Activities:
**A)** In the commentary on SAT accommodations, what did the testing companies decide to stop doing in 2003?
**B)** Carry on the commentary on SAT accommodations past its final sentence.

Extract provided:
────────

What will the College Board (which administers the SAT) and the ACT finally do about the freebie loophole they created?
As part of the college application scandal now rocking colleges, parents, students, and testing companies, today’s Wall Street Journal reports that more students use SAT accommodations. I’m quoted in that article.
The important reality we should focus on is not about students or parents — it’s about these huge and wealthy testing companies, the College Board and the SAT, that created this mess. Sixteen years ago, they initiated the predictable pickle we’re now in when they created nonstandard so-called “standardized” tests — for which the public continues to pay dearly with actual dollars and much anxiety.
In 2003, these companies decided to stop notifying colleges and schools when a student took the test in a NON standard way, as with extended time. Such extensions can be 50% or 100% more than test requirements allow. Mind you, it is not illegal provide such notice (called “flagging” ) when needed to maintain the test’s validity. Many other tests continue to do it — as they should! After all, tests are supposed to measure what they purport to measure — in this case, it’s the student’s ability, knowledge, or aptitude under time constraints. Check out my 2003 story about this, “Disabling the SAT.”
A sorry tale indeed.

────────

Dataset entries:
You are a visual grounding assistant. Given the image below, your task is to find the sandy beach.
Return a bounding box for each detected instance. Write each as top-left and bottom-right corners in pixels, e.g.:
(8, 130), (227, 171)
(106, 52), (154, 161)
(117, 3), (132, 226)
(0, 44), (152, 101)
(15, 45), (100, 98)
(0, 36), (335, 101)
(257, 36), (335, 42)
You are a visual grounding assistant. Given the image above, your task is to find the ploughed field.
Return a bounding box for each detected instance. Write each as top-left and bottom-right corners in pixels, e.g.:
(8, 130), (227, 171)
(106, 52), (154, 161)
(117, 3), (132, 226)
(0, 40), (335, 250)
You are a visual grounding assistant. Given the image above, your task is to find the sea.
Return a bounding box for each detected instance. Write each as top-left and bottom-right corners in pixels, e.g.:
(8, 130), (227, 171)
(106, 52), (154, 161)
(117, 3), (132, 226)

────────

Answers for each item:
**A)** They stopped notifying colleges and schools when a student took the test in a nonstandard way, such as with extended time.

**B)**
It was obvious then that this would become a loophole. Here’s what I wrote at the time:
“The rates at which students receive testing accommodations also vary dramatically by zip code, with well-to-do, empowered parents being able to pressure the system into giving their children extra support. ….
…The (College) Board’s decision to end flagging is likely to exacerbate these problems. Now that there is no consequence for taking the SAT with extra time, so-called diagnosis shopping will undoubtedly become even more common among the well heeled, who can afford the private psychologists and the pricey lawyers….”
This freebie loophole has now blown up for all to see.
What to do about it?
Let’s not blame parents. Let’s not blame students. Students who need extra time to demontrate what they know and can do should, of course, have it. That is not the issue. The issue is the notice that test users (colleges, schools, parents and others) are entitled to in order to understand the scores.
In short, let’s finally be honest and put the blame where it belongs — on these companies for no longer providing “standardized tests” that are, in fact, standardized. When we the public spend all that money and exert all that anxiety in taking these tests, we expect to be paying for the real deal — a standardized test that allows fair and valid comparisons of students across the country and even across the world. As I see it, the tests no longer fill that most basic requirement of standardized testing.
I’ve written many times about the options these companies have — these include bringing back flags, ending timing for anyone (thereby creating a different test — let’s be honest about this, too), creating a new test, no longer having these tests, etc., etc.
The public also has options which it has already exercised, as more colleges make these no-longer-standardized tests “optional.”
Let’s see what the College Board and the ACT finally do about the mess they created. The ball is in their court. The world is watching. I trust and hope they will do the right thing and make standardized tests — standardized — again.